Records
--- begin ---

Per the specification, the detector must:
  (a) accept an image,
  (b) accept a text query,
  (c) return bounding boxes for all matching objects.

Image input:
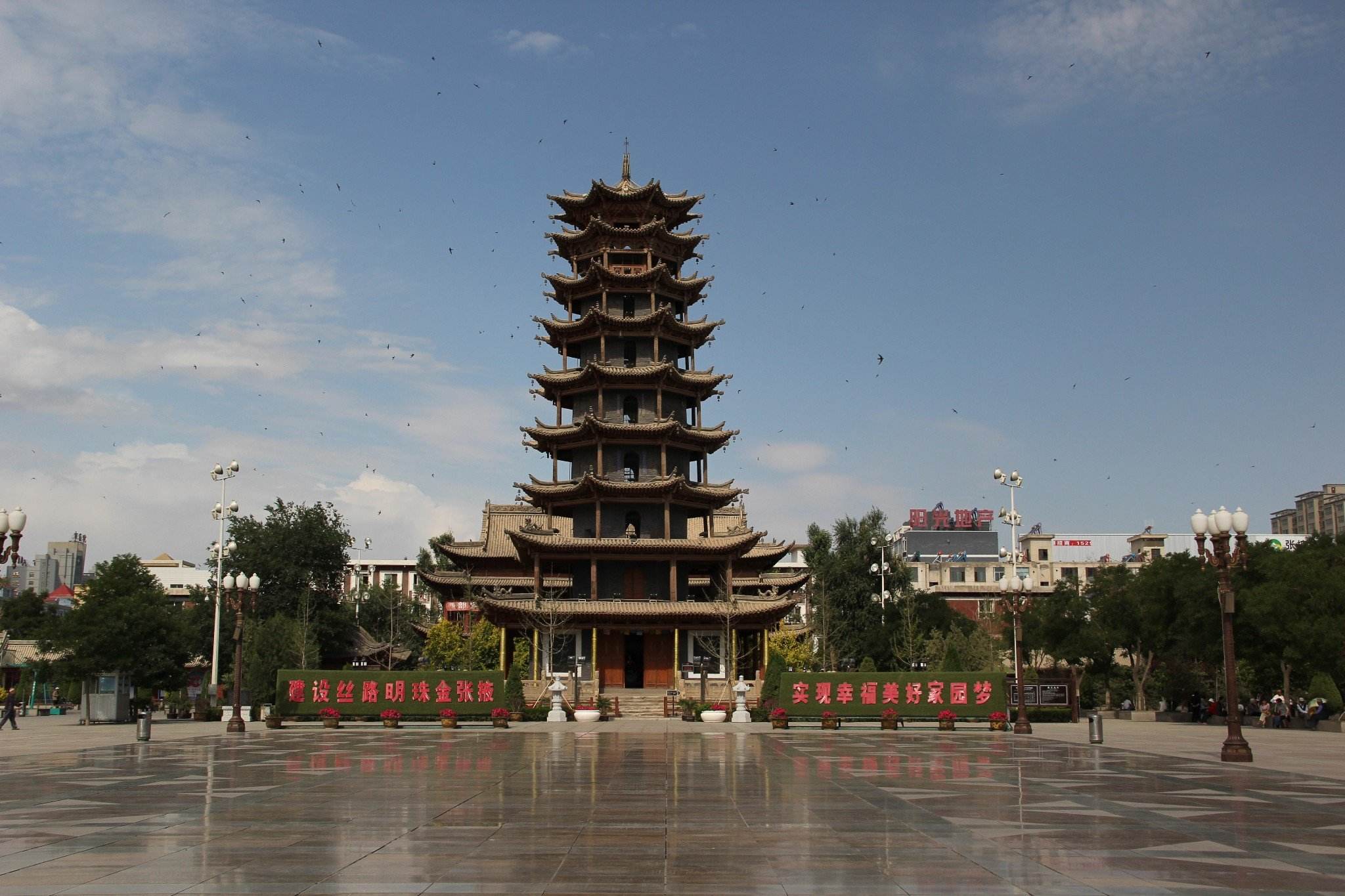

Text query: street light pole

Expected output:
[223,572,261,733]
[209,461,238,705]
[1190,507,1252,761]
[992,467,1032,735]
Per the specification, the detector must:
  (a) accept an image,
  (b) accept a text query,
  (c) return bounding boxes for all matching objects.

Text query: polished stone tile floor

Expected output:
[0,725,1345,896]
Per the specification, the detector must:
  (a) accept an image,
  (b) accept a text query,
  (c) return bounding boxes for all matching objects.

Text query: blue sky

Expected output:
[0,1,1345,560]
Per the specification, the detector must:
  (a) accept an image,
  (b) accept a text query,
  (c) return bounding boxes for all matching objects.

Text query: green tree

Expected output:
[467,619,500,672]
[424,619,471,670]
[244,615,317,702]
[1235,536,1345,697]
[803,508,892,669]
[225,498,355,668]
[39,553,191,688]
[0,588,55,638]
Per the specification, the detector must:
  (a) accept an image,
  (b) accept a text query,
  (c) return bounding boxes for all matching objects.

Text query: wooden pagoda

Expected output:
[425,154,807,689]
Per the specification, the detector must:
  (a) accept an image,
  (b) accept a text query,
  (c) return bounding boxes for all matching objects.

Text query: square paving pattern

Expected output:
[0,725,1345,896]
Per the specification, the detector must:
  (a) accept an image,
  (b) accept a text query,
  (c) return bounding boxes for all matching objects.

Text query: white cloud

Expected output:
[961,0,1338,118]
[755,442,831,473]
[496,28,585,56]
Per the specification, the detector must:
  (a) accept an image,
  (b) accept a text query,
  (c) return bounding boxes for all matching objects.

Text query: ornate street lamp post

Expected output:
[223,572,261,733]
[1000,572,1032,735]
[209,461,238,705]
[1190,507,1252,761]
[0,508,28,566]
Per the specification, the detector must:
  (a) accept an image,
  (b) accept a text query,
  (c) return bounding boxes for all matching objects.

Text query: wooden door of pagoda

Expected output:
[597,631,625,688]
[644,631,672,688]
[621,566,644,601]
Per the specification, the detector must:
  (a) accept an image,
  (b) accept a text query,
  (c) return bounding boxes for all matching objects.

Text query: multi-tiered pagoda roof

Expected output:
[425,157,807,674]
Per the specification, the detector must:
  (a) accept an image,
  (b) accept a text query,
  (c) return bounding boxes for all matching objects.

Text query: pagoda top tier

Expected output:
[548,153,705,230]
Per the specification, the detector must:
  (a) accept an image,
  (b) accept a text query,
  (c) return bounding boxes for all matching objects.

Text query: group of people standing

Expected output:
[1186,691,1329,731]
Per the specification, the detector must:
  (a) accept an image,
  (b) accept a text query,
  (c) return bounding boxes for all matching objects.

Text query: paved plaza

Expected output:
[0,720,1345,895]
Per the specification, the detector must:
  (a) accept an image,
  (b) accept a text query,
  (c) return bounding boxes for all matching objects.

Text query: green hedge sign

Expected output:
[779,672,1007,717]
[276,669,504,717]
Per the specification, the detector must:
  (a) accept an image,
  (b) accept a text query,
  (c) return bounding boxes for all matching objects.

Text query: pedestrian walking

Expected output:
[0,688,19,731]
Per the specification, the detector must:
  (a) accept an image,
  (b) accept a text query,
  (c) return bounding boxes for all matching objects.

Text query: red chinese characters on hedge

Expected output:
[973,681,990,706]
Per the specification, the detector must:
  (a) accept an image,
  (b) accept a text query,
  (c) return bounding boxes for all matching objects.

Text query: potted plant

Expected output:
[701,702,729,721]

--- end ---

EXERCISE TASK: Count the lines of the items above that contain the string "pagoda", treating uppercase and lowercase as different. Give only the number.

EXPECTED ANSWER: 4